> _RECORDS SUPPLIED_:
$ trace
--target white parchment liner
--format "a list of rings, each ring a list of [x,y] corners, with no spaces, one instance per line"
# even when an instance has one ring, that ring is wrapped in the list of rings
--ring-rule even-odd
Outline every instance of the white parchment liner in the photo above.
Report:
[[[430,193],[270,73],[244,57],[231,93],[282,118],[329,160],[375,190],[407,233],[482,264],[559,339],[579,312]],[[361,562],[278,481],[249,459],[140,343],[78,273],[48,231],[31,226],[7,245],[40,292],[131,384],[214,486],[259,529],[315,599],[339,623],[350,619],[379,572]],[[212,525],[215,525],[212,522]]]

> _WHAT NEEDS TO BE DONE_: Rewrite the material above with "white parchment liner" changed to "baking paper sheet" everywhere, leaving everything else unchanged.

> _COMPLETED EXERCISE_:
$ trace
--target baking paper sheet
--format "a list of rings, each ring a list of [x,y] corners, with no spaces, one instance per line"
# even when an instance has one ring, that ring is wrapped in the list of rings
--ring-rule even-odd
Outline every instance of the baking paper sheet in the photo above.
Report:
[[[430,193],[270,73],[244,57],[231,93],[282,118],[329,160],[375,190],[407,233],[482,264],[559,339],[579,312]],[[361,562],[278,481],[249,459],[140,343],[78,273],[48,231],[31,226],[7,245],[40,292],[131,384],[214,486],[259,529],[315,599],[339,623],[350,619],[379,572]],[[212,525],[215,525],[212,522]]]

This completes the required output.